Reproduce the material verbatim, from its first line down through the line containing "104 113 L 108", with both ends included. Leave the pictures out of your answer.

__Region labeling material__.
============

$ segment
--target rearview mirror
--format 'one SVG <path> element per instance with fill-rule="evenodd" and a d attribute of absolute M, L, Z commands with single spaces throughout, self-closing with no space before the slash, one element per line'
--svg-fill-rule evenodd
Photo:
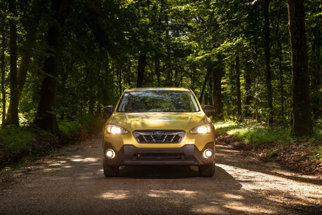
<path fill-rule="evenodd" d="M 104 113 L 108 115 L 111 115 L 114 112 L 113 106 L 106 106 L 104 107 Z"/>
<path fill-rule="evenodd" d="M 215 108 L 210 105 L 204 106 L 204 112 L 208 117 L 215 112 Z"/>

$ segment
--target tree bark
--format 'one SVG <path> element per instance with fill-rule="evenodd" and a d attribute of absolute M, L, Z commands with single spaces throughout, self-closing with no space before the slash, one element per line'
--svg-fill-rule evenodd
<path fill-rule="evenodd" d="M 62 43 L 62 30 L 69 14 L 72 0 L 52 0 L 51 9 L 54 22 L 47 33 L 47 50 L 49 57 L 45 61 L 46 77 L 43 81 L 38 110 L 34 123 L 40 128 L 57 134 L 62 141 L 56 118 L 59 65 Z"/>
<path fill-rule="evenodd" d="M 272 99 L 271 75 L 270 73 L 270 1 L 264 0 L 264 36 L 265 39 L 265 65 L 266 73 L 266 94 L 267 107 L 269 115 L 268 123 L 271 125 L 273 123 L 273 102 Z"/>
<path fill-rule="evenodd" d="M 282 44 L 279 39 L 278 41 L 279 45 L 279 85 L 280 94 L 281 97 L 281 117 L 282 119 L 284 117 L 284 88 L 283 84 L 283 55 L 282 51 L 283 49 Z"/>
<path fill-rule="evenodd" d="M 239 56 L 236 56 L 236 86 L 237 87 L 237 118 L 242 120 L 242 98 L 241 95 L 240 64 Z"/>
<path fill-rule="evenodd" d="M 1 88 L 2 93 L 2 126 L 5 125 L 5 25 L 3 23 L 1 29 Z"/>
<path fill-rule="evenodd" d="M 42 4 L 43 4 L 45 1 L 42 1 L 43 2 Z M 32 48 L 36 40 L 36 34 L 37 32 L 37 27 L 40 20 L 40 13 L 39 11 L 33 15 L 33 23 L 31 26 L 28 28 L 27 31 L 26 41 L 22 48 L 21 62 L 19 67 L 19 69 L 18 71 L 17 77 L 18 91 L 17 93 L 18 105 L 21 93 L 26 82 L 29 65 L 31 62 Z M 8 109 L 8 113 L 11 112 L 13 105 L 13 101 L 10 100 L 9 107 Z M 10 116 L 11 114 L 8 115 L 6 119 L 5 123 L 6 124 L 10 124 L 12 123 Z"/>
<path fill-rule="evenodd" d="M 209 82 L 209 96 L 208 98 L 208 101 L 207 102 L 209 103 L 209 105 L 211 105 L 212 106 L 213 105 L 213 75 L 212 74 L 211 74 L 209 75 L 209 77 L 208 77 L 208 79 L 209 80 L 208 82 Z"/>
<path fill-rule="evenodd" d="M 146 65 L 147 53 L 144 51 L 140 51 L 139 56 L 138 67 L 137 69 L 137 87 L 142 87 L 143 86 L 144 71 Z"/>
<path fill-rule="evenodd" d="M 17 24 L 14 18 L 16 17 L 15 0 L 9 0 L 9 11 L 12 16 L 9 21 L 10 34 L 10 102 L 12 106 L 7 117 L 10 118 L 7 124 L 19 125 L 18 116 L 18 91 L 17 81 Z"/>
<path fill-rule="evenodd" d="M 246 118 L 249 117 L 251 115 L 251 101 L 253 97 L 251 93 L 251 74 L 253 70 L 252 64 L 249 62 L 248 58 L 246 58 L 245 62 L 245 90 L 246 96 L 245 97 L 245 104 L 246 106 L 245 111 L 245 116 Z"/>
<path fill-rule="evenodd" d="M 155 73 L 156 74 L 157 79 L 157 86 L 160 86 L 160 60 L 156 53 L 155 58 Z"/>
<path fill-rule="evenodd" d="M 212 70 L 212 66 L 209 64 L 207 68 L 207 74 L 204 77 L 204 84 L 202 85 L 202 88 L 201 89 L 201 92 L 200 92 L 200 94 L 199 96 L 199 102 L 201 104 L 202 102 L 202 98 L 204 97 L 204 90 L 206 89 L 206 86 L 207 85 L 207 83 L 208 82 L 208 79 L 209 76 L 210 75 Z"/>
<path fill-rule="evenodd" d="M 118 72 L 118 88 L 119 88 L 120 94 L 119 97 L 120 97 L 122 95 L 122 68 L 119 68 L 119 71 Z"/>
<path fill-rule="evenodd" d="M 302 137 L 313 133 L 304 0 L 289 1 L 288 9 L 292 60 L 293 122 L 291 134 Z"/>
<path fill-rule="evenodd" d="M 222 62 L 218 60 L 218 64 L 213 70 L 213 100 L 215 107 L 214 119 L 219 120 L 223 120 L 223 103 L 222 95 Z"/>
<path fill-rule="evenodd" d="M 209 99 L 209 98 L 208 98 L 208 93 L 204 93 L 204 105 L 208 105 L 208 99 Z"/>

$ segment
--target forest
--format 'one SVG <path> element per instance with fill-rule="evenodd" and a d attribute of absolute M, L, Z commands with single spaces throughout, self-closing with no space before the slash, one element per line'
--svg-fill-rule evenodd
<path fill-rule="evenodd" d="M 188 87 L 219 127 L 313 139 L 322 160 L 321 0 L 1 0 L 0 11 L 3 160 L 100 129 L 130 85 Z"/>

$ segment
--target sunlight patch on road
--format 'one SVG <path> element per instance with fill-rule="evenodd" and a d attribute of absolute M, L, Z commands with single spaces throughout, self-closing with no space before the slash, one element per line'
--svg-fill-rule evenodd
<path fill-rule="evenodd" d="M 99 160 L 99 159 L 95 158 L 86 158 L 81 159 L 81 158 L 76 158 L 76 159 L 71 159 L 71 161 L 75 162 L 97 162 Z"/>
<path fill-rule="evenodd" d="M 231 193 L 226 193 L 223 194 L 223 196 L 225 198 L 232 199 L 233 199 L 242 200 L 243 199 L 242 196 L 239 195 L 235 195 Z"/>
<path fill-rule="evenodd" d="M 216 165 L 227 171 L 241 184 L 242 190 L 254 193 L 267 193 L 266 198 L 272 201 L 284 203 L 292 200 L 293 203 L 305 205 L 303 202 L 307 202 L 308 200 L 316 201 L 319 198 L 318 194 L 316 192 L 315 193 L 316 191 L 315 186 L 310 184 L 299 182 L 273 174 L 221 164 Z M 286 192 L 286 190 L 288 191 Z M 274 194 L 272 195 L 272 193 Z"/>
<path fill-rule="evenodd" d="M 126 199 L 128 196 L 129 191 L 117 191 L 104 193 L 99 197 L 103 199 L 120 200 Z"/>

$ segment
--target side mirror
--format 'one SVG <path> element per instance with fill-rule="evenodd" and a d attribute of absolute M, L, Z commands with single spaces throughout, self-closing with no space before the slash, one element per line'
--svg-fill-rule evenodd
<path fill-rule="evenodd" d="M 104 107 L 104 114 L 106 115 L 111 115 L 114 112 L 114 108 L 113 106 L 106 106 Z"/>
<path fill-rule="evenodd" d="M 215 108 L 210 105 L 204 106 L 204 112 L 208 117 L 215 112 Z"/>

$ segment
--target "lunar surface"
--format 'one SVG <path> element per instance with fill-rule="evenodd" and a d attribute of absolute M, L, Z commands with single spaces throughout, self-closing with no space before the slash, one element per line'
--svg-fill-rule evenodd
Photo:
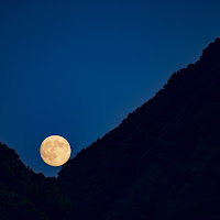
<path fill-rule="evenodd" d="M 58 135 L 46 138 L 40 147 L 42 160 L 51 166 L 62 166 L 69 160 L 70 153 L 69 143 Z"/>

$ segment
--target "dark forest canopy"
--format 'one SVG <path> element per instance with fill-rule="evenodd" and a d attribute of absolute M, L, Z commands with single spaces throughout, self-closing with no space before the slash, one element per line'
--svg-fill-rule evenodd
<path fill-rule="evenodd" d="M 0 217 L 220 219 L 220 38 L 65 164 L 35 174 L 0 145 Z M 67 218 L 66 218 L 67 217 Z"/>

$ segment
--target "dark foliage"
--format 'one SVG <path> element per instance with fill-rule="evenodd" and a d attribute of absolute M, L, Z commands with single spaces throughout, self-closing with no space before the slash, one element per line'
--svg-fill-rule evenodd
<path fill-rule="evenodd" d="M 59 173 L 69 219 L 220 219 L 220 40 Z"/>
<path fill-rule="evenodd" d="M 56 186 L 24 166 L 14 150 L 0 144 L 0 219 L 63 219 L 69 201 Z"/>
<path fill-rule="evenodd" d="M 220 219 L 219 112 L 217 38 L 58 179 L 34 174 L 1 144 L 0 219 Z"/>

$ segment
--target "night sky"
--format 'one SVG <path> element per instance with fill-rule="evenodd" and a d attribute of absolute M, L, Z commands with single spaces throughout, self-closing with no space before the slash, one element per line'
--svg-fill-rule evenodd
<path fill-rule="evenodd" d="M 218 0 L 1 1 L 0 141 L 34 172 L 52 134 L 72 157 L 220 36 Z"/>

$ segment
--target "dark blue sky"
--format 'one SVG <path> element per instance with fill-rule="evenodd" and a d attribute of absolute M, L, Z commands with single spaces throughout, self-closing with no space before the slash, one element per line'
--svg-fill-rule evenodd
<path fill-rule="evenodd" d="M 58 134 L 72 157 L 220 36 L 218 0 L 1 1 L 0 141 L 35 172 Z"/>

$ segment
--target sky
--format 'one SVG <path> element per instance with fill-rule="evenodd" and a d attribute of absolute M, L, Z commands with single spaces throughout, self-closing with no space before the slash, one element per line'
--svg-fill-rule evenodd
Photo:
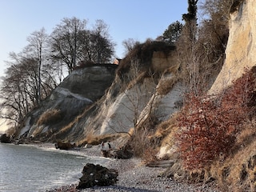
<path fill-rule="evenodd" d="M 124 40 L 155 39 L 170 23 L 182 22 L 182 15 L 187 13 L 187 0 L 0 0 L 0 76 L 3 76 L 9 53 L 21 52 L 28 44 L 27 37 L 42 27 L 50 34 L 64 18 L 86 19 L 89 29 L 97 19 L 102 19 L 117 45 L 115 56 L 122 58 Z"/>

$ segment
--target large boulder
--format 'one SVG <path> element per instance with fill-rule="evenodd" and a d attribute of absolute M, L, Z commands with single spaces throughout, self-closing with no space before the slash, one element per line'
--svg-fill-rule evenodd
<path fill-rule="evenodd" d="M 94 186 L 113 186 L 118 181 L 118 173 L 100 165 L 87 163 L 82 170 L 82 176 L 77 189 L 85 189 Z"/>

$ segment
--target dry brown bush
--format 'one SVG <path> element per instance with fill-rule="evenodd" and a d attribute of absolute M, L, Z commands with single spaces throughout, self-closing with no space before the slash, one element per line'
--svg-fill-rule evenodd
<path fill-rule="evenodd" d="M 206 94 L 187 95 L 178 121 L 179 152 L 188 170 L 203 168 L 227 157 L 234 147 L 237 133 L 254 110 L 255 69 L 244 75 L 214 99 Z"/>

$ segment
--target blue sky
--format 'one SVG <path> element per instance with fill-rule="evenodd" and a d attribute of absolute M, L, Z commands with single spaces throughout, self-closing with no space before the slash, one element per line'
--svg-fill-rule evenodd
<path fill-rule="evenodd" d="M 42 27 L 50 34 L 64 18 L 86 19 L 87 26 L 102 19 L 117 44 L 116 56 L 122 58 L 125 39 L 144 42 L 156 38 L 182 14 L 187 0 L 0 0 L 0 76 L 9 53 L 18 53 L 28 44 L 26 38 Z"/>
<path fill-rule="evenodd" d="M 122 42 L 128 38 L 145 42 L 162 34 L 168 26 L 187 12 L 187 0 L 0 0 L 0 76 L 9 53 L 19 53 L 27 37 L 44 27 L 47 34 L 64 18 L 88 21 L 87 27 L 102 19 L 122 58 Z M 1 126 L 0 132 L 6 129 Z"/>

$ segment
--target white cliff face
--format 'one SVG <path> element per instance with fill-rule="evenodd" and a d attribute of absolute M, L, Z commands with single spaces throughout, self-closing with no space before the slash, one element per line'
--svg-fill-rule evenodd
<path fill-rule="evenodd" d="M 100 128 L 100 134 L 129 132 L 134 126 L 134 120 L 146 106 L 155 84 L 150 79 L 138 83 L 118 95 L 115 101 L 106 109 L 106 117 Z M 102 113 L 104 114 L 104 113 Z M 137 114 L 137 117 L 134 116 Z"/>
<path fill-rule="evenodd" d="M 221 72 L 209 91 L 214 94 L 240 78 L 245 68 L 256 65 L 256 1 L 243 1 L 230 14 L 230 36 L 226 60 Z"/>

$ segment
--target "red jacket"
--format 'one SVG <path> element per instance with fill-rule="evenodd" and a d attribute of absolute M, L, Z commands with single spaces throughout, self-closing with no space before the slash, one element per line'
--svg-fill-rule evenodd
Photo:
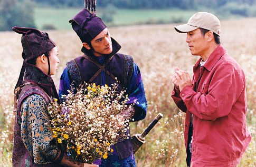
<path fill-rule="evenodd" d="M 234 166 L 251 139 L 246 127 L 245 75 L 222 45 L 202 67 L 201 60 L 193 67 L 193 86 L 181 92 L 175 88 L 172 95 L 186 112 L 185 143 L 193 114 L 193 166 Z"/>

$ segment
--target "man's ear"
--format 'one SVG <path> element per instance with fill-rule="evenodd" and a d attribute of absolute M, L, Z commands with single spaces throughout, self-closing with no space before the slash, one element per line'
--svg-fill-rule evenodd
<path fill-rule="evenodd" d="M 207 32 L 206 35 L 207 35 L 207 41 L 211 42 L 214 40 L 214 35 L 213 35 L 213 32 L 212 31 L 210 31 Z"/>
<path fill-rule="evenodd" d="M 88 49 L 88 50 L 90 50 L 91 49 L 91 47 L 89 46 L 88 44 L 86 42 L 83 42 L 83 46 L 84 47 Z"/>
<path fill-rule="evenodd" d="M 44 54 L 40 56 L 37 59 L 37 61 L 43 64 L 48 63 L 48 60 Z"/>

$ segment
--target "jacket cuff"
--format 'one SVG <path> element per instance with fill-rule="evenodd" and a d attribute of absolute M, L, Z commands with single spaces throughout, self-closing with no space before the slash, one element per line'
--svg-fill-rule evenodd
<path fill-rule="evenodd" d="M 182 100 L 184 102 L 184 103 L 186 104 L 186 99 L 187 97 L 190 96 L 193 93 L 195 93 L 195 91 L 193 90 L 192 86 L 191 86 L 191 85 L 187 85 L 181 91 L 179 95 Z"/>

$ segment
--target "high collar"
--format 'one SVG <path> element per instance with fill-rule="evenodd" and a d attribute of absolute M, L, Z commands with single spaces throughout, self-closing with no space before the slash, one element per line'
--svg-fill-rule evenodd
<path fill-rule="evenodd" d="M 207 62 L 203 66 L 206 68 L 207 70 L 211 71 L 214 65 L 217 62 L 222 55 L 226 53 L 226 50 L 222 44 L 220 44 L 213 52 L 211 54 L 209 57 L 207 59 Z M 194 65 L 195 67 L 197 67 L 200 65 L 200 62 L 202 58 L 200 58 L 196 64 Z"/>
<path fill-rule="evenodd" d="M 107 60 L 111 57 L 112 56 L 116 54 L 117 52 L 118 52 L 121 48 L 121 45 L 116 40 L 115 40 L 112 37 L 111 38 L 111 39 L 112 41 L 112 47 L 113 48 L 113 50 L 110 54 L 105 55 L 105 61 L 107 61 Z M 82 48 L 81 51 L 90 58 L 97 61 L 97 58 L 95 58 L 96 56 L 91 55 L 91 52 L 89 52 L 89 50 L 87 50 L 84 47 Z"/>
<path fill-rule="evenodd" d="M 54 83 L 50 75 L 35 65 L 27 64 L 25 68 L 23 83 L 32 82 L 36 83 L 50 96 L 59 100 Z"/>

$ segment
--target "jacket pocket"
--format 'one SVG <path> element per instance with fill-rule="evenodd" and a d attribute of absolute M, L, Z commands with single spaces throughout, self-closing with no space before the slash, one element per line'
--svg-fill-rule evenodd
<path fill-rule="evenodd" d="M 204 85 L 203 86 L 202 93 L 203 93 L 204 94 L 207 94 L 208 88 L 209 88 L 209 85 L 204 84 Z"/>

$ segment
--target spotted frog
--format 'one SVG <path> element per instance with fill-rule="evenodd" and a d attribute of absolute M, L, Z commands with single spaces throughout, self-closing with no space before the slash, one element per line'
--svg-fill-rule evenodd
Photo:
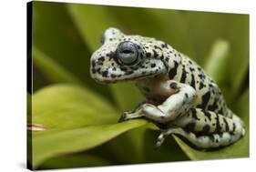
<path fill-rule="evenodd" d="M 229 146 L 245 135 L 218 85 L 193 60 L 163 41 L 108 28 L 91 56 L 91 76 L 100 83 L 135 81 L 146 101 L 119 122 L 144 117 L 159 126 L 159 147 L 169 134 L 198 148 Z"/>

============

__Solution for this task__.
$ segment
--target rearview mirror
--format 'one SVG <path> element per instance with fill-rule="evenodd" and a d attribute of absolute M, L, Z commands with single spaces throughout, self-closing with no space before the slash, one element per line'
--svg-fill-rule evenodd
Photo:
<path fill-rule="evenodd" d="M 104 113 L 108 115 L 111 115 L 114 112 L 113 106 L 106 106 L 104 107 Z"/>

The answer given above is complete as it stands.